* _GIVEN REQUEST_: Copy out the part that opens with the line containing "of the knife" and closes with the last of the items, swapping "grapefruit slice" for "lemon wedge" and changing nothing else. Give only that part.

+ + + + + + +

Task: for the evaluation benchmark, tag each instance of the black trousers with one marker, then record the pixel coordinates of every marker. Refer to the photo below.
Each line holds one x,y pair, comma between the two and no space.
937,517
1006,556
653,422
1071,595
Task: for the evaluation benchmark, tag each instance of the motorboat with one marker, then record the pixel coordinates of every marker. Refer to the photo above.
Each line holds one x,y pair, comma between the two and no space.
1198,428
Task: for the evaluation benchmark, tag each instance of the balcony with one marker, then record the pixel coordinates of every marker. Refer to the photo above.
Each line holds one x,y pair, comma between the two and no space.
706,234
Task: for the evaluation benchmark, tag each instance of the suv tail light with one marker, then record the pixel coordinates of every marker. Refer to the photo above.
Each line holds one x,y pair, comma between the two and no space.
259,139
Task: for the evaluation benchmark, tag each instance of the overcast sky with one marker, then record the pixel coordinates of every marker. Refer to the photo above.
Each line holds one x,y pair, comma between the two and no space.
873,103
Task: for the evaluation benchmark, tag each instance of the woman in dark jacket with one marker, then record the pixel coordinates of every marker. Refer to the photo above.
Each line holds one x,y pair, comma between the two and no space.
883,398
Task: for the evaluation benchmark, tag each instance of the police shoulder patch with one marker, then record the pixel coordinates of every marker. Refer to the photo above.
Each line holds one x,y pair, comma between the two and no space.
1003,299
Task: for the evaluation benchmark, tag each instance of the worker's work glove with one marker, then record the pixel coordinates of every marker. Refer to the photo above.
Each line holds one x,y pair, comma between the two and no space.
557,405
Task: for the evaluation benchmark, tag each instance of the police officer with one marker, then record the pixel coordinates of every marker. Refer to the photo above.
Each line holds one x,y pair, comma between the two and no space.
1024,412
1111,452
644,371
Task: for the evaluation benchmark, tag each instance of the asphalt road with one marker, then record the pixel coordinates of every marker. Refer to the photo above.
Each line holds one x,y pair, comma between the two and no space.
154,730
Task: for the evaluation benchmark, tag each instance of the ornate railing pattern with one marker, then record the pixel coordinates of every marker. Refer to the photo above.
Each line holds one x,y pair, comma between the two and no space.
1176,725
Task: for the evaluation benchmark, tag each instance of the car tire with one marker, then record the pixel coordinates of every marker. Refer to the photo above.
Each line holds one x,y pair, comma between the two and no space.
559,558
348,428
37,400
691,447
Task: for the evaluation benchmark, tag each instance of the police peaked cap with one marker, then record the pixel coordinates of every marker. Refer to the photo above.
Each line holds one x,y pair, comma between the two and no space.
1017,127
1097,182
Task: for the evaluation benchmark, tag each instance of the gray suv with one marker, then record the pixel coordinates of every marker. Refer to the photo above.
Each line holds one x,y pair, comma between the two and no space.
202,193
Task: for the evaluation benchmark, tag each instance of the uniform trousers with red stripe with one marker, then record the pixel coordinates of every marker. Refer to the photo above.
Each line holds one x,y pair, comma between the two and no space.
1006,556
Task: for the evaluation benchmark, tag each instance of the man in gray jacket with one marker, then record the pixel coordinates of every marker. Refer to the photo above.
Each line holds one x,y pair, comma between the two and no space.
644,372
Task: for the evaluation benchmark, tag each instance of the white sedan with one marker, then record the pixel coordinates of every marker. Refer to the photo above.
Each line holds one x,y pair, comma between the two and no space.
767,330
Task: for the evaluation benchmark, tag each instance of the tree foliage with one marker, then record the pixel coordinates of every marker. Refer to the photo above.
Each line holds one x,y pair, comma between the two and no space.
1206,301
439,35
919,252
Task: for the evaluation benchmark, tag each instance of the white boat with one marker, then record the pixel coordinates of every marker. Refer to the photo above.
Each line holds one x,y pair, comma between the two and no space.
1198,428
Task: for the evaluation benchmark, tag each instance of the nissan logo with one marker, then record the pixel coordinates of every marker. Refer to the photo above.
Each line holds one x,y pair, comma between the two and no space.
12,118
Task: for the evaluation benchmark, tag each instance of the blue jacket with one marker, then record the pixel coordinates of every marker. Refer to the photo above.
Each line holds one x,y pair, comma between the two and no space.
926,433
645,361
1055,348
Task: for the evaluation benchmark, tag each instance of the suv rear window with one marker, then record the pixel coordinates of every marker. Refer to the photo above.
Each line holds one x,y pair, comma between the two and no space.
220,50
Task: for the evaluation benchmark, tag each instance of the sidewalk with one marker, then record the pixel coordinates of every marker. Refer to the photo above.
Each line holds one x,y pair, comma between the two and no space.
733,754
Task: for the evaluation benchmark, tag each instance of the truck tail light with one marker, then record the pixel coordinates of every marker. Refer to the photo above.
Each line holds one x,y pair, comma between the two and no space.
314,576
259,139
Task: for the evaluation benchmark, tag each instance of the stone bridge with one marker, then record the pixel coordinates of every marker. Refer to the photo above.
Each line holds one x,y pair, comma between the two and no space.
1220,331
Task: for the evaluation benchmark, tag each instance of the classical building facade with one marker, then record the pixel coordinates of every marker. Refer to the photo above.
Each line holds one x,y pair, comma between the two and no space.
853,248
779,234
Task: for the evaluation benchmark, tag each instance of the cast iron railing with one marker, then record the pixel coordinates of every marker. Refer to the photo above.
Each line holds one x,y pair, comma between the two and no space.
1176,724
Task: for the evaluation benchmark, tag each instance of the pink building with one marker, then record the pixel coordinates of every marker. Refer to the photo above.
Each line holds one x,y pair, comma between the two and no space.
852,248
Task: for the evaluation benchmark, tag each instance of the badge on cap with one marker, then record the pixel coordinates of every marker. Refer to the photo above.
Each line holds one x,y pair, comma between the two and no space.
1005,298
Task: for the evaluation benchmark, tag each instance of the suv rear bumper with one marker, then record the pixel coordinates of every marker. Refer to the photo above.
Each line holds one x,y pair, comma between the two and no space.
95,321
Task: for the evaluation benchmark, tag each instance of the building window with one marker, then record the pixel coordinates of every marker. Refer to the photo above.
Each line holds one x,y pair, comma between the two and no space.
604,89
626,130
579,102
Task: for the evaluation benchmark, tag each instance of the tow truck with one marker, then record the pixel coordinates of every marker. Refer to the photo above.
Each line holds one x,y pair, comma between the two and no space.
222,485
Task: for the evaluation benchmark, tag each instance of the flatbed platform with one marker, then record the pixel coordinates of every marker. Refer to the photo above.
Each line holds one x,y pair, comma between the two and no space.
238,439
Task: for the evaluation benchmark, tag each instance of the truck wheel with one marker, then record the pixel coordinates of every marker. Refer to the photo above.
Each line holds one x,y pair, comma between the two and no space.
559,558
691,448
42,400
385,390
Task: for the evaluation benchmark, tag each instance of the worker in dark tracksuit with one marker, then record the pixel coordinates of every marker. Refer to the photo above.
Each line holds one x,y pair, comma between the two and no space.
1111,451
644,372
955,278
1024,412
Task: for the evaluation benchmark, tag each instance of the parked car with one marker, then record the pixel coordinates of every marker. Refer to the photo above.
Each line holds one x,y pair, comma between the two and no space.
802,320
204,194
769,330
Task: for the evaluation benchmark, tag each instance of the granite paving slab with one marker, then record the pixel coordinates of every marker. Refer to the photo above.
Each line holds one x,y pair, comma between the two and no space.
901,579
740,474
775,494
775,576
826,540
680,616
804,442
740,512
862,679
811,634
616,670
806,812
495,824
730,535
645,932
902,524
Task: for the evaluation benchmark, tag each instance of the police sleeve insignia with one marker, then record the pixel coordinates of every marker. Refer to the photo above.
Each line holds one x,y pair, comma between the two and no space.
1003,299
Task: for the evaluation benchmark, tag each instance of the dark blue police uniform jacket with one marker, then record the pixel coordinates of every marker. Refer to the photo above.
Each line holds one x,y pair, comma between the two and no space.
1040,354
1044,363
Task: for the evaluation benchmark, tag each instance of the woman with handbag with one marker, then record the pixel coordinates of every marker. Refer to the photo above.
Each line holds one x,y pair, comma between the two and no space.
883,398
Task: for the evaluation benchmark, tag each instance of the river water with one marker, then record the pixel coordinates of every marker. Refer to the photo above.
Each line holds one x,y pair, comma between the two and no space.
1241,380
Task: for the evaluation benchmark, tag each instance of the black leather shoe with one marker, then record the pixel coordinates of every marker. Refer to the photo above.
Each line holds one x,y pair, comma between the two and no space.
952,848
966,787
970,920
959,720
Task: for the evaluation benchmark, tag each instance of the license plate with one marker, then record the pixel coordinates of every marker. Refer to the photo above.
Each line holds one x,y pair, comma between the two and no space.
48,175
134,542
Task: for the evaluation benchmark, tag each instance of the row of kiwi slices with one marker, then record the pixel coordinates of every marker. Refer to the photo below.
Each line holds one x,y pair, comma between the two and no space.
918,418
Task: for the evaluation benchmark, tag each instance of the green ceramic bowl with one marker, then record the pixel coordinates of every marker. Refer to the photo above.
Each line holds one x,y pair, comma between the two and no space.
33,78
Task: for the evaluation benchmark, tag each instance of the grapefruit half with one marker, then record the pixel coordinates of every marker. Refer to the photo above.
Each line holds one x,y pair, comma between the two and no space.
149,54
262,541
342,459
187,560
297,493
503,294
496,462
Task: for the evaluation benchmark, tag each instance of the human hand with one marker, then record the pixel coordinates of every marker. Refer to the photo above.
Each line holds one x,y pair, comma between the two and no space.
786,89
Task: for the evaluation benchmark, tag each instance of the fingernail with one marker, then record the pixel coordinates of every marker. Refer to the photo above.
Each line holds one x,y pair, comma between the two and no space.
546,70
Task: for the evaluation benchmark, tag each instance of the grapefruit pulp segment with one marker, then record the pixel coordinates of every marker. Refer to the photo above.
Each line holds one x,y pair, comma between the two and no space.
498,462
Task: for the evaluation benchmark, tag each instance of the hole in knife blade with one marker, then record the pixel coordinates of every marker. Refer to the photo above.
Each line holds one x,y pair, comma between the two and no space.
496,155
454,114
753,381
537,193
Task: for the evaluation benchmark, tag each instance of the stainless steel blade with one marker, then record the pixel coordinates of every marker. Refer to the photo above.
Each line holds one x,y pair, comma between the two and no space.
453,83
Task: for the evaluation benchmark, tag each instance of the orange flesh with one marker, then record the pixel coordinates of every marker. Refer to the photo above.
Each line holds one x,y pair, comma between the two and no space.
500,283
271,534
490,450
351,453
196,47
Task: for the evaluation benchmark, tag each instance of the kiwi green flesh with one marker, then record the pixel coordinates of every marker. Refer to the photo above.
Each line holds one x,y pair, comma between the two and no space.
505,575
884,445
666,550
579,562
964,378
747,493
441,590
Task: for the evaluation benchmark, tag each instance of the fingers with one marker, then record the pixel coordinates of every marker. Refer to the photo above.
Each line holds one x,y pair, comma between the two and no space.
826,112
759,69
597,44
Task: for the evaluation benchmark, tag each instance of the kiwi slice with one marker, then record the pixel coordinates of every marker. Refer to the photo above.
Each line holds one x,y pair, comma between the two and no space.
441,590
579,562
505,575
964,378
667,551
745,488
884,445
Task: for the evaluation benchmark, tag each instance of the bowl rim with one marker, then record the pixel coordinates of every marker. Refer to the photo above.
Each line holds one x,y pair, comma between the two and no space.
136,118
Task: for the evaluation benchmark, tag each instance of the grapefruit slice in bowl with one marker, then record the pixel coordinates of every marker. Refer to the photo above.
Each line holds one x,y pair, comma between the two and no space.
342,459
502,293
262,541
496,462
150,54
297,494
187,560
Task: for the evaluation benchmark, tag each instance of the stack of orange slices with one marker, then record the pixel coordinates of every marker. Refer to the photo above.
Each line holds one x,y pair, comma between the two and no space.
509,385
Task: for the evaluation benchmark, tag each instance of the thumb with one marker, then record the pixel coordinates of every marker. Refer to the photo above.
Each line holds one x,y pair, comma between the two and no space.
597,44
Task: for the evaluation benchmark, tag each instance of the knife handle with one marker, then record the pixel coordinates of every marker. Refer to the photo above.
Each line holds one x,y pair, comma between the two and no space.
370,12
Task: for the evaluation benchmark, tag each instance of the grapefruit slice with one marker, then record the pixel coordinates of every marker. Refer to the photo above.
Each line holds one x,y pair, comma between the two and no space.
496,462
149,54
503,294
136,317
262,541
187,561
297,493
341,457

+ + + + + + +

* _CORRECT ANSWER_:
Task: for the evaluation benchmark, tag each instance of the knife handle with one marker, then record the pixel coordinates of every marker. Refer to the photo above.
Each line holds one x,y pair, comma between the two and no space.
370,12
Task: for the evaluation benchmark, tag each instance of the lemon wedge with one marker, then record the pixel coordinates of every marker. Refer to the photo above.
Each line holds one x,y pair, comma between the two and no space.
496,462
149,54
503,294
136,317
262,541
187,561
297,493
341,457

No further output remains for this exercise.